-- BEGIN Passage to read --

The demand schedule and curve are tools used in economics to illustrate the relationship between the price of a good or service and the quantity demanded by consumers.

Demand Schedule

  • A demand schedule is a table that shows the relationship between the price of a good and the quantity demanded by consumers at different price levels.
  • It typically lists prices in one column and the corresponding quantities demanded in another column.
  • The demand schedule can be used to create a demand curve.

Demand Curve

  • A demand curve is a graphical representation of the relationship between the price of a good and the quantity demanded by consumers.
  • In a typical demand curve:
    • The vertical (y) axis represents the price of the good.
    • The horizontal (x) axis represents the quantity demanded.
  • The curve slopes downward from left to right, illustrating the law of demand—higher prices correspond to lower quantities demanded, and lower prices correspond to higher quantities demanded.
  • The shape of the demand curve reflects the inverse relationship between price and quantity demanded.

Shifts in the Demand Curve:

  • Changes in factors other than price that influence demand can cause the entire demand curve to shift.
  • An increase in demand shifts the curve to the right, indicating that consumers are willing to buy more at each price level.
  • A decrease in demand shifts the curve to the left, indicating that consumers are willing to buy less at each price level.

-- END Passage to read --

> _What is asked_:
• A. Write out the stretch of the passage on demand schedules and curves from "The demand schedule and" through "of the good.".
• B. List every section heading in the passage on demand schedules and curves.

-- BEGIN Dataset extract --

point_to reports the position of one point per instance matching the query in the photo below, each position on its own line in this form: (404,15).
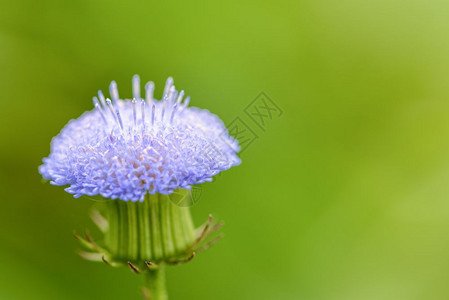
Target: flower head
(124,149)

-- END Dataset extract --

> _Task-by-task results_:
• A.
The demand schedule and curve are tools used in economics to illustrate the relationship between the price of a good or service and the quantity demanded by consumers.

Demand Schedule

  • A demand schedule is a table that shows the relationship between the price of a good and the quantity demanded by consumers at different price levels.
  • It typically lists prices in one column and the corresponding quantities demanded in another column.
  • The demand schedule can be used to create a demand curve.

Demand Curve

  • A demand curve is a graphical representation of the relationship between the price of a good and the quantity demanded by consumers.
  • In a typical demand curve:
    • The vertical (y) axis represents the price of the good.

• B.
Demand Schedule
Demand Curve
Shifts in the Demand Curve